--- BEGIN Records shown ---

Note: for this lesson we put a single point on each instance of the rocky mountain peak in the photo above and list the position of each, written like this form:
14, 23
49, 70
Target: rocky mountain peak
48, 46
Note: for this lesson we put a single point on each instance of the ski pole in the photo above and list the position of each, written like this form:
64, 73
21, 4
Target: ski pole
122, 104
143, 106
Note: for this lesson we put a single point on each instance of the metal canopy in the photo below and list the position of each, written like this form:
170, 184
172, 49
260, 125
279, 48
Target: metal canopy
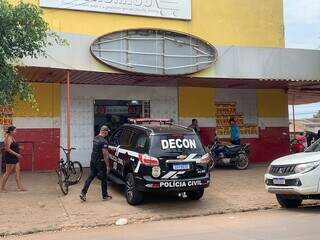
304, 91
152, 51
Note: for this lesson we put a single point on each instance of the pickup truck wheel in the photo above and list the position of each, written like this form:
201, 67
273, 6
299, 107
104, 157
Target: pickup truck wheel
134, 197
195, 195
288, 202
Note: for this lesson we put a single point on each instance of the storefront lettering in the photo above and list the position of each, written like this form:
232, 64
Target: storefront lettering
137, 3
176, 9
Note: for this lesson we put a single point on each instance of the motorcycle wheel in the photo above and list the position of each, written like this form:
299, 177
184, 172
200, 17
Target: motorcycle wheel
242, 162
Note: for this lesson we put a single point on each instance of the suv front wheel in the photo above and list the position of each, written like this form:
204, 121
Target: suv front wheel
195, 195
287, 202
134, 197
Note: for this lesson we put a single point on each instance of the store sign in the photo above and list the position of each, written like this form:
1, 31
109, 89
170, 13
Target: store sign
177, 9
154, 51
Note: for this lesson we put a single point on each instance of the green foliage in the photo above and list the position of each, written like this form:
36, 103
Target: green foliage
23, 33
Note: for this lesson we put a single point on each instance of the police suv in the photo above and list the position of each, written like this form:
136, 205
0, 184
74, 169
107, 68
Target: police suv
153, 155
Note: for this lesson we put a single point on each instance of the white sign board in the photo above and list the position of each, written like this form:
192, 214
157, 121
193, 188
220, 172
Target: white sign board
177, 9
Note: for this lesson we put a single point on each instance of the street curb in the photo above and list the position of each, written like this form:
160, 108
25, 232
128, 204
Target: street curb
133, 220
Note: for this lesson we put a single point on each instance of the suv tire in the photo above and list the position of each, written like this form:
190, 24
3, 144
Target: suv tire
195, 195
288, 202
134, 197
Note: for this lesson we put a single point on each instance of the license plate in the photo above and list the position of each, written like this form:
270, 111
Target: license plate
279, 181
185, 166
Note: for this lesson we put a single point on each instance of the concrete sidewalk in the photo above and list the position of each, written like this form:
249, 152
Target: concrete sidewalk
43, 208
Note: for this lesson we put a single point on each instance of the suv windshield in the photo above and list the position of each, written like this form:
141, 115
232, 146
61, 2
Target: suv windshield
315, 147
170, 144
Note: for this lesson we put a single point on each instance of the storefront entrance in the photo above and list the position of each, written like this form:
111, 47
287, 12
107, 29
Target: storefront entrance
115, 113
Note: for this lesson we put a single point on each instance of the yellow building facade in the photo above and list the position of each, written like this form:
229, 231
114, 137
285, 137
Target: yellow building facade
245, 23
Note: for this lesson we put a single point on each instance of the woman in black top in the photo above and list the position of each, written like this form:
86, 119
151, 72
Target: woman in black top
12, 156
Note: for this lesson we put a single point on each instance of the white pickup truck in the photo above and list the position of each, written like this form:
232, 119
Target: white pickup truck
296, 177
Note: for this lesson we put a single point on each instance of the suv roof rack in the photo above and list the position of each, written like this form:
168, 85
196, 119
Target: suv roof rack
150, 120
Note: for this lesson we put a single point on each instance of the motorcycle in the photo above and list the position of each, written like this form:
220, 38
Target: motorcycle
229, 155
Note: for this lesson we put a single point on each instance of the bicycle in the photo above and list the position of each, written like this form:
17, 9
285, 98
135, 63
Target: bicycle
69, 172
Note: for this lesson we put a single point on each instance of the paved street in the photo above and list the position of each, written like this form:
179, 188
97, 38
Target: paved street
271, 224
43, 208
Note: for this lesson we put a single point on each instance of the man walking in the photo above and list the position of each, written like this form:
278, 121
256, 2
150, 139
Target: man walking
195, 126
234, 132
98, 166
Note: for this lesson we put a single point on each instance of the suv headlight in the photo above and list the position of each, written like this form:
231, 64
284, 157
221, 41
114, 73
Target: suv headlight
306, 167
269, 168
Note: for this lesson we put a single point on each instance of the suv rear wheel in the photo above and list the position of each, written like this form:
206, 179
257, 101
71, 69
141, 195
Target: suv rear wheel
288, 202
134, 197
195, 195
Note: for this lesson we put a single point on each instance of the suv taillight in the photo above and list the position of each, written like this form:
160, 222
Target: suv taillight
205, 158
148, 160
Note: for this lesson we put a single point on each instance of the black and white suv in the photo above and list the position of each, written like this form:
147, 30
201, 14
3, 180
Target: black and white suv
157, 156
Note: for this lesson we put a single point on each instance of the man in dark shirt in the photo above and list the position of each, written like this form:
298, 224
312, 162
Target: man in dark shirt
194, 126
98, 166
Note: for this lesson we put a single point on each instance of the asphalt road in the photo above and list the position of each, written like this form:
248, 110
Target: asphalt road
303, 223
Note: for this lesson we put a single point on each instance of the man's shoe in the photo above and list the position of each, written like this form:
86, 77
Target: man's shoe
106, 198
83, 197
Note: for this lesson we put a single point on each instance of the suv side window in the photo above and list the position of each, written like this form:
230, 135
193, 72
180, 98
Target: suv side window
141, 143
115, 138
126, 138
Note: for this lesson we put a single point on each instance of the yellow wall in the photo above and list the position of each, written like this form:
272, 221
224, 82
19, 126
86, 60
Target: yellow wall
272, 103
196, 102
226, 22
48, 99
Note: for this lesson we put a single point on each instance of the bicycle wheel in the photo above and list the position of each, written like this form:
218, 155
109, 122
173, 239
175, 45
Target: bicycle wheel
62, 181
75, 172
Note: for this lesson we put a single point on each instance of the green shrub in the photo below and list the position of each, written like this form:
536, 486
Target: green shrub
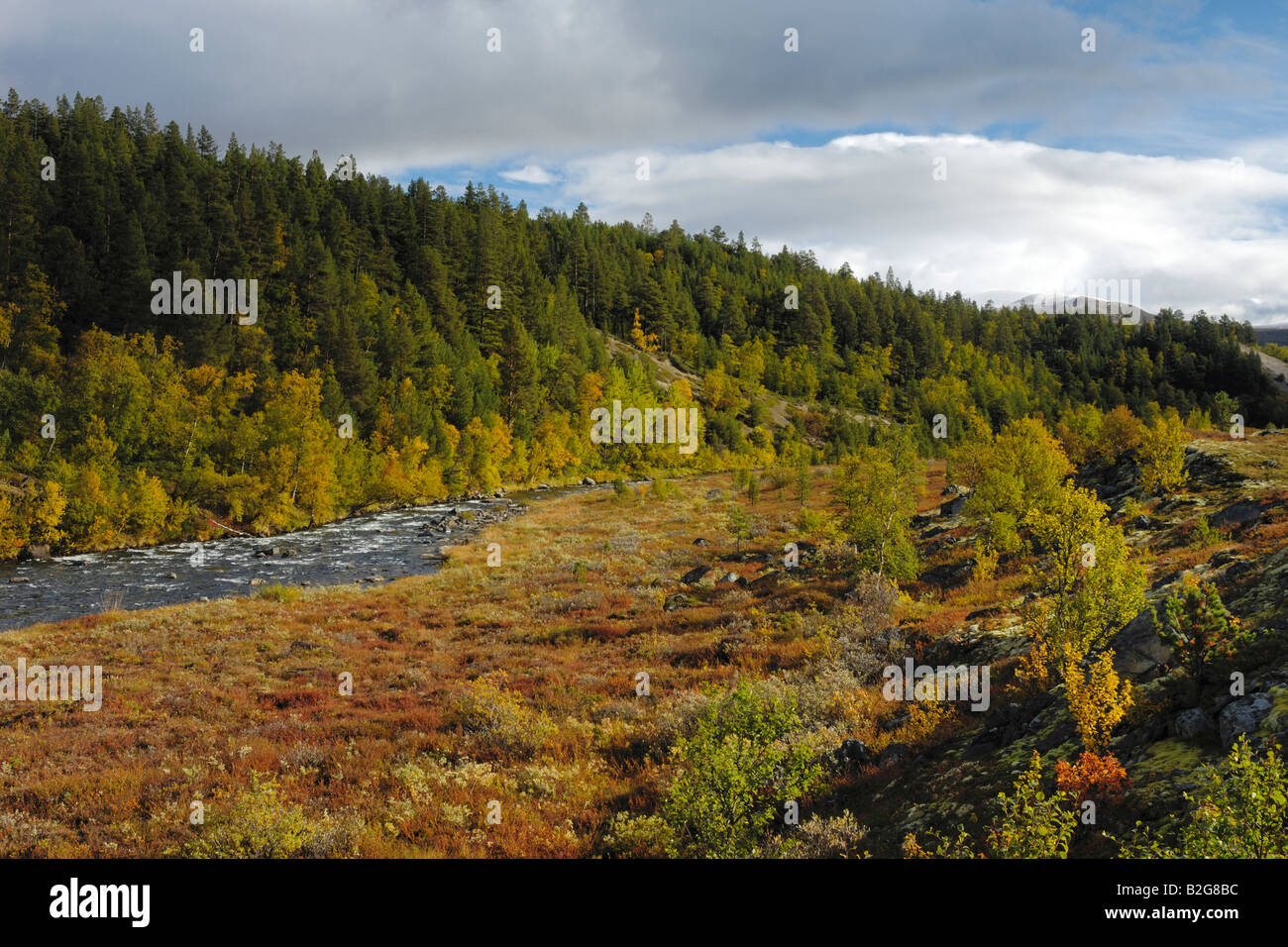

--- END Records shown ---

Given task: From the listing above, please pick out every line containing the word "rear" and copy each one.

Finished answer:
Note: for this lesson we put a single point on each instance of the suv rear wheel in the photo above and list the position of each, written like this form:
Target: suv rear wheel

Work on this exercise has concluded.